Entries from a dataset:
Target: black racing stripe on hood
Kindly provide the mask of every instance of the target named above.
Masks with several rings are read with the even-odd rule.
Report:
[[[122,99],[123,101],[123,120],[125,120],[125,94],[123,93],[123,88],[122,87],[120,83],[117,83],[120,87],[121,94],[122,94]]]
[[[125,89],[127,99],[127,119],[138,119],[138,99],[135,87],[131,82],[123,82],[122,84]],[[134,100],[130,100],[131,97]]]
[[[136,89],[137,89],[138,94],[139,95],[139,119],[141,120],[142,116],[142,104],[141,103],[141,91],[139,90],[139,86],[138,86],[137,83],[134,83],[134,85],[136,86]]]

WHAT IS BEING ASKED: Return all of the material above line for line, with no changes.

TASK RESPONSE:
Target: black racing stripe on hood
Kindly provide the mask of every instance of the target named above.
Masks with several rings are read with the even-odd rule.
Report:
[[[122,99],[123,101],[123,120],[125,120],[125,94],[123,93],[123,88],[122,87],[120,83],[117,83],[120,87],[121,94],[122,94]]]
[[[125,89],[127,99],[127,119],[138,119],[138,99],[135,87],[131,82],[123,82],[122,84]],[[134,100],[130,100],[131,97]]]
[[[136,89],[137,89],[138,94],[139,95],[139,119],[141,120],[142,116],[142,104],[141,103],[141,91],[139,90],[139,86],[138,86],[137,83],[134,83],[134,85],[136,86]]]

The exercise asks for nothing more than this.